Aim of the exercise: Some entries follow. Reproduce exactly the lines starting at the one with "the bare leg" and stopping after the one with "the green grass".

Dataset entries:
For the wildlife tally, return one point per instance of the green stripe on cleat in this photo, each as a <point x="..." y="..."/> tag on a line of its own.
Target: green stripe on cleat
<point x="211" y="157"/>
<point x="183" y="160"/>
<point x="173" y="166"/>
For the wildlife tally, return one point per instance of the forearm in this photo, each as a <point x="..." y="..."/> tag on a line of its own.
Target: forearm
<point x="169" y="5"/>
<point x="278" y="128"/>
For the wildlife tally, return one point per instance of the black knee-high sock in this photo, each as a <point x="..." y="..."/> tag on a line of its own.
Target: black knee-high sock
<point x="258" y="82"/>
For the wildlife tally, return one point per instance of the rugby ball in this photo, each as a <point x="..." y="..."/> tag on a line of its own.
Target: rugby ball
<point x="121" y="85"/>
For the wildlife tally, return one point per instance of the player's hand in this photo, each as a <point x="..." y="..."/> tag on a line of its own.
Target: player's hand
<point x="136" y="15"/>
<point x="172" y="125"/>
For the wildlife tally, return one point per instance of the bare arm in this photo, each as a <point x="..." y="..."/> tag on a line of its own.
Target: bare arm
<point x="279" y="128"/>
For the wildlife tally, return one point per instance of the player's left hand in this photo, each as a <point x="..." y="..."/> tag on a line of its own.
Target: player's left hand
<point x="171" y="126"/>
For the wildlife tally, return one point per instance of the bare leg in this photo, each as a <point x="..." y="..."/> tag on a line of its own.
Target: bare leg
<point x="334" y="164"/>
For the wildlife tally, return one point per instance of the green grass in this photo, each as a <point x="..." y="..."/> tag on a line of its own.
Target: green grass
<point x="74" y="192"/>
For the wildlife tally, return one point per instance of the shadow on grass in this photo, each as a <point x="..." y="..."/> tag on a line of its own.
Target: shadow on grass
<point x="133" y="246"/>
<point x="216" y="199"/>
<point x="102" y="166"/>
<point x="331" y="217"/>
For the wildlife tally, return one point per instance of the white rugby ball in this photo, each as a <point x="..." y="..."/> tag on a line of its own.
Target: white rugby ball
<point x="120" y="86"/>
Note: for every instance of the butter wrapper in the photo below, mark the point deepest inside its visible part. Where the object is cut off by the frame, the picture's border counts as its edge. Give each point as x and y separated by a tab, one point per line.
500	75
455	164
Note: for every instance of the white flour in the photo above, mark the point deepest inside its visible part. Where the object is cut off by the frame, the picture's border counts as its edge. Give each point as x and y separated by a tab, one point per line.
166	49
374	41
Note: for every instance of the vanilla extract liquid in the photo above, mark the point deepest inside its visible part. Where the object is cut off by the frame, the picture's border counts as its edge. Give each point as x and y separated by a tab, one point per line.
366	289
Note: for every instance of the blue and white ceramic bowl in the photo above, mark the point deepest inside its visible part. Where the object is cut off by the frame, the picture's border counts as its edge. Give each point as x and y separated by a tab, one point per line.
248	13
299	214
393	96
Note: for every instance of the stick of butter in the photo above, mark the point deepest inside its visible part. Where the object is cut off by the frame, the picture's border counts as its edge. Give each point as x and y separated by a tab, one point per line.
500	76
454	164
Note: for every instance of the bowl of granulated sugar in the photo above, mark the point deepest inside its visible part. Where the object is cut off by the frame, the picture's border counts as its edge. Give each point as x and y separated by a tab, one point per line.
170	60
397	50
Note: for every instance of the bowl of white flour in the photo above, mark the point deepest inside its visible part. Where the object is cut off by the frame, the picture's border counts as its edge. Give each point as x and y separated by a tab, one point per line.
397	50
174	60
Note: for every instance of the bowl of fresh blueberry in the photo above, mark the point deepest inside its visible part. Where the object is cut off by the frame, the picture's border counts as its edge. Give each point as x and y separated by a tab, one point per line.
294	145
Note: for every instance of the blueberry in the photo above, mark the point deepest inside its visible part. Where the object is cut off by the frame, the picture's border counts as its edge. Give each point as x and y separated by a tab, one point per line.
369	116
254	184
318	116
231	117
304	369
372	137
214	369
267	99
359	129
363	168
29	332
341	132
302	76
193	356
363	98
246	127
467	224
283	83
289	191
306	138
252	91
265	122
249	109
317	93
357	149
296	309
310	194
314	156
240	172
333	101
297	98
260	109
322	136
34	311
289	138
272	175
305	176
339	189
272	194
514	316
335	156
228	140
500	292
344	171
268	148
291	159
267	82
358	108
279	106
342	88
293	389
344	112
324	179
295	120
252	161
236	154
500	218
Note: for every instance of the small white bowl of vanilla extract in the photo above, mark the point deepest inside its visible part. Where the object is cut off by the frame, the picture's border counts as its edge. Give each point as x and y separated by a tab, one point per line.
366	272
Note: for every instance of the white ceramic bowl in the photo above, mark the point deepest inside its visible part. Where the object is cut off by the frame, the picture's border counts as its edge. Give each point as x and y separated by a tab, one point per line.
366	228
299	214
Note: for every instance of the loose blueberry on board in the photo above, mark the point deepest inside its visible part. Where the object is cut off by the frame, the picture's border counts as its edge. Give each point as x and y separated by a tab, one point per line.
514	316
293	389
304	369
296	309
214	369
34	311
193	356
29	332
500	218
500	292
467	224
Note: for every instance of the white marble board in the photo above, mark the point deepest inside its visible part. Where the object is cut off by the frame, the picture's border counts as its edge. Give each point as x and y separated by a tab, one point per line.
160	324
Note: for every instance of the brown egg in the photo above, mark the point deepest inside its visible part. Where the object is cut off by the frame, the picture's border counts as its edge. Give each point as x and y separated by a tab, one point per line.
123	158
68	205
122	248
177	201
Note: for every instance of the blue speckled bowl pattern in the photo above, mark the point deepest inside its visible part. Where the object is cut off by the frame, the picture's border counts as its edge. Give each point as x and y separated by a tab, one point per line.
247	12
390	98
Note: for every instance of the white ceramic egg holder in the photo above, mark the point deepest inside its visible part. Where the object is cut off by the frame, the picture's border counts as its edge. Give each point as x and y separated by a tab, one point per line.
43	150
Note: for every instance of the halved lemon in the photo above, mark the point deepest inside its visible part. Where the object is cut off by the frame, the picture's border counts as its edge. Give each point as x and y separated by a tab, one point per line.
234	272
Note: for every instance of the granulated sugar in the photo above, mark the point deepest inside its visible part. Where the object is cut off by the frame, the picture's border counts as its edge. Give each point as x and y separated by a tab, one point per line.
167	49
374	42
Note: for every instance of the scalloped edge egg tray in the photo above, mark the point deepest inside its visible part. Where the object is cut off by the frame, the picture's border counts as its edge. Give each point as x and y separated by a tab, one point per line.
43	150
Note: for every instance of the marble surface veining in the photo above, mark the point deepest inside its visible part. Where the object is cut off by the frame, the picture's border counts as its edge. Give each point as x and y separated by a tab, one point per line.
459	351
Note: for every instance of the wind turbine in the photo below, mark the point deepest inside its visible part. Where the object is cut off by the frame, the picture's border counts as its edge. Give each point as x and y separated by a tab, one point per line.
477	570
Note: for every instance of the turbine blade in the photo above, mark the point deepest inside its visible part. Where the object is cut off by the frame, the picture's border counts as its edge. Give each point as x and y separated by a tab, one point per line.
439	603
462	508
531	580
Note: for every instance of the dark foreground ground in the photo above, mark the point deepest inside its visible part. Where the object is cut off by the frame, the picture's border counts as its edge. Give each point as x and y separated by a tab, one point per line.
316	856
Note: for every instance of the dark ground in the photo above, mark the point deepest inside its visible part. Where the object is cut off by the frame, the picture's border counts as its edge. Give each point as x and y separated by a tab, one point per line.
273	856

Answer box:
For the wildlife tally, return one point per instance of the bare leg in this photo, each as a <point x="..." y="..."/> tag on a line of its own.
Target: bare leg
<point x="334" y="164"/>
For the wildlife tally, return one point per instance of the green grass in this photo, each as a <point x="..." y="..."/> tag on a line of its own.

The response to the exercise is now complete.